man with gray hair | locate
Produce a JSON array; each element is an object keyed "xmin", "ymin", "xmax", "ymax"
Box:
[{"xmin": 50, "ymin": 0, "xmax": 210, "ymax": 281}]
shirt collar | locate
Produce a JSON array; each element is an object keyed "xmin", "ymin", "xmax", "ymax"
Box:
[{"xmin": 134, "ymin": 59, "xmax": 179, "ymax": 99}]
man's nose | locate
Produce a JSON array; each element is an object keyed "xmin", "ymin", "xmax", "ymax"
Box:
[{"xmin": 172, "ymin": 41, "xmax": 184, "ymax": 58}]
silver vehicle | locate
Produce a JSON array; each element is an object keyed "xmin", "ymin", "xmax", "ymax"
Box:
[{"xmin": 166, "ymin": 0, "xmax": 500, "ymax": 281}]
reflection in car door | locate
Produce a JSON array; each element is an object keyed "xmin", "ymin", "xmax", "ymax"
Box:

· · · ·

GIVEN EXERCISE:
Rewrite every line of the data above as a JSON list of strings, one string per line, leaving out blank lines.

CORRECT RESPONSE:
[
  "man with gray hair | locate",
  "Produce a JSON array; each element is an object keyed \"xmin\", \"ymin\", \"xmax\", \"ymax\"",
  "Box:",
  "[{\"xmin\": 50, \"ymin\": 0, \"xmax\": 210, \"ymax\": 281}]",
  "shirt collar | locate",
  "Produce a JSON array; each element is an object keyed \"xmin\", \"ymin\", \"xmax\", \"ymax\"",
  "Box:",
  "[{\"xmin\": 134, \"ymin\": 59, \"xmax\": 179, \"ymax\": 99}]",
  "man's nose | locate",
  "Produce a JSON array; each element is an object keyed \"xmin\", \"ymin\", \"xmax\", \"ymax\"",
  "Box:",
  "[{\"xmin\": 172, \"ymin\": 41, \"xmax\": 184, \"ymax\": 58}]",
  "silver vehicle | locate",
  "Produce a JSON array; each element is an object keyed \"xmin\", \"ymin\", \"xmax\", \"ymax\"",
  "Box:",
  "[{\"xmin\": 166, \"ymin\": 0, \"xmax\": 500, \"ymax\": 281}]",
  "reflection in car door | locate",
  "Produce a JSON array; each element is an object keyed \"xmin\", \"ymin\", \"xmax\", \"ymax\"",
  "Box:"
]